-- Extracted text --

--

/ 19 July 2013

Chipkin makes sense of Jo’burg’s complex Vision

Seminal works: Clive Chipkin’s two books shed light on Jo’burg arhcitecture and society.
Seminal works: Clive Chipkin’s two books shed light on Jo’burg arhcitecture and society. (Clarissa Sosin)

It was in 2001, passing through the then Johannesburg International Airport on my way back from a field trip in Lubumbashi in the Democratic Republic of Congo that I first discovered the work of Clive M Chipkin, the architect who was awarded an honorary doctorate by the University of the Witwatersrand in June. Having a few hours to spend in transit, I was browsing through the collection of the airport bookshop when I stumbled on a copy of his 1993 book, Johannesburg Style. Architecture & Society 1880s-1960s.

As I was investigating the architecture and planning of Lubumbashi and had become aware of the important sphere of influence from l’Afrique australe [Southern Africa] on the urban culture of the “mining capital” of the former Belgian Congo, I had been looking out for architecture history studies on South African cities.

I was already familiar with the 1999 exhibition catalogue Blank. Architecture, apartheid and after (edited by Hilton Judin & Ivan Vladislavic), a publication circulating widely in Europe at the time, and the 1998 volume Architecture of the Transvaal (edited by Schalk le Roux), but I had actually failed to notice fully the importance of Chipkin’s contributions to these publications until I read his Jo’burg book.

--

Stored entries
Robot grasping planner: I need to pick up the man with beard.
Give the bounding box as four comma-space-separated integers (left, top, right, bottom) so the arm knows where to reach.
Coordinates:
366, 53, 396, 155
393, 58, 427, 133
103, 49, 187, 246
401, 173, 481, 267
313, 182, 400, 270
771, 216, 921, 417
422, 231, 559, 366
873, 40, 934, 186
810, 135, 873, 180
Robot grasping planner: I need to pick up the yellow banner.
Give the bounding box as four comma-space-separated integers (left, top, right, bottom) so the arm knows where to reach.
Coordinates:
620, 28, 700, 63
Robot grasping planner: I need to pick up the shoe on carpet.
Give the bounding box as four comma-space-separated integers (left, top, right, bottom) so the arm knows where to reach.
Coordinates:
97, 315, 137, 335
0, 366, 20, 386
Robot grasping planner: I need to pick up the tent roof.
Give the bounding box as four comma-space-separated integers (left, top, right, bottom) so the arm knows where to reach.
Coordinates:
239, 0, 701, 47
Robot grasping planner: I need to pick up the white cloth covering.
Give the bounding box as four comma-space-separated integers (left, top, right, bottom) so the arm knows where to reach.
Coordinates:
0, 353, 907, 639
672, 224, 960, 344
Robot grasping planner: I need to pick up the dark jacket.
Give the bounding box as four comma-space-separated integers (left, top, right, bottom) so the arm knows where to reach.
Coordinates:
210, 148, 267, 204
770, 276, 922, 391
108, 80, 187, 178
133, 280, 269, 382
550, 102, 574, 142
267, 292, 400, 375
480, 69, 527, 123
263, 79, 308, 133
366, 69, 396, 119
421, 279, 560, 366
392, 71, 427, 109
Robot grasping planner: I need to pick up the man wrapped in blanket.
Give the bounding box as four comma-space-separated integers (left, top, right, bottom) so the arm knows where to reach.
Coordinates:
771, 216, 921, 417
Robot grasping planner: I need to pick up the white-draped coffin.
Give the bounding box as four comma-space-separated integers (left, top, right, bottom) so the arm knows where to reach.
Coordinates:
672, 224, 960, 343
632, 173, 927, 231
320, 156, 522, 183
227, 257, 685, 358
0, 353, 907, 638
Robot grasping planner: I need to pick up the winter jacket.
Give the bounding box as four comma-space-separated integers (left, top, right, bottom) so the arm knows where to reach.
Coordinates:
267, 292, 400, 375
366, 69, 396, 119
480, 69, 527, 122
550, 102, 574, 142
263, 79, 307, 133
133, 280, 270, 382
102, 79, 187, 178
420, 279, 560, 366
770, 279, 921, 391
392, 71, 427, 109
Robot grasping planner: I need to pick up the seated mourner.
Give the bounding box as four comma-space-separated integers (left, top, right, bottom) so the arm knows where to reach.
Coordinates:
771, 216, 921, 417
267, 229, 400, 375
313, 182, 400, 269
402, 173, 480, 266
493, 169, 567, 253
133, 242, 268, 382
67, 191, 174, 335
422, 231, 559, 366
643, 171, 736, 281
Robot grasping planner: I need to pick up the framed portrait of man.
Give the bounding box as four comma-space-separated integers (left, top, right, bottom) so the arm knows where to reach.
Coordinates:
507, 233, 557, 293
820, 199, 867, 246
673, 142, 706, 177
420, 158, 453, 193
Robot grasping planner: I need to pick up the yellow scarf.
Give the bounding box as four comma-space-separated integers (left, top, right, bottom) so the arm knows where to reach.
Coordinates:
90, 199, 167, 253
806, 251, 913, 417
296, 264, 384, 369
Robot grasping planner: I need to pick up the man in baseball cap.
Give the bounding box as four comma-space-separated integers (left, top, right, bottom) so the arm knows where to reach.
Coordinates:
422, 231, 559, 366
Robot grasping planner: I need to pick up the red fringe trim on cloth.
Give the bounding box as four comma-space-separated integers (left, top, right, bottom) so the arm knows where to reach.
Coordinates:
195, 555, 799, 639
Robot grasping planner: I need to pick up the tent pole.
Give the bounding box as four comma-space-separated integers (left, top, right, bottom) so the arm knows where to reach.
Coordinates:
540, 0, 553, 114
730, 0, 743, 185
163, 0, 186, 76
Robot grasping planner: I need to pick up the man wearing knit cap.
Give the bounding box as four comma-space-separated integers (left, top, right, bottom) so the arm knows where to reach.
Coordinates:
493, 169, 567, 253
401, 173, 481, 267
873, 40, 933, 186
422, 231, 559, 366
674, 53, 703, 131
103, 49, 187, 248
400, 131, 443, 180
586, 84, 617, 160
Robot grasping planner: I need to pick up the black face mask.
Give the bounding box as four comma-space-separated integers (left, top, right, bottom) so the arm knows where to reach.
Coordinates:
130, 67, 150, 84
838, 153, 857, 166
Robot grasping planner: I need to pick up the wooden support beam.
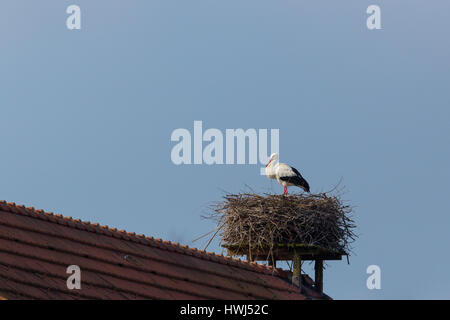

--

-- What this task involves --
Using the article about Clive Chipkin's work, explain why the writer had been looking for architecture history studies on South African cities.

-- Result below --
The writer was investigating the architecture and planning of Lubumbashi. They had become aware that Southern Africa had an important sphere of influence on the urban culture of this "mining capital" of the former Belgian Congo.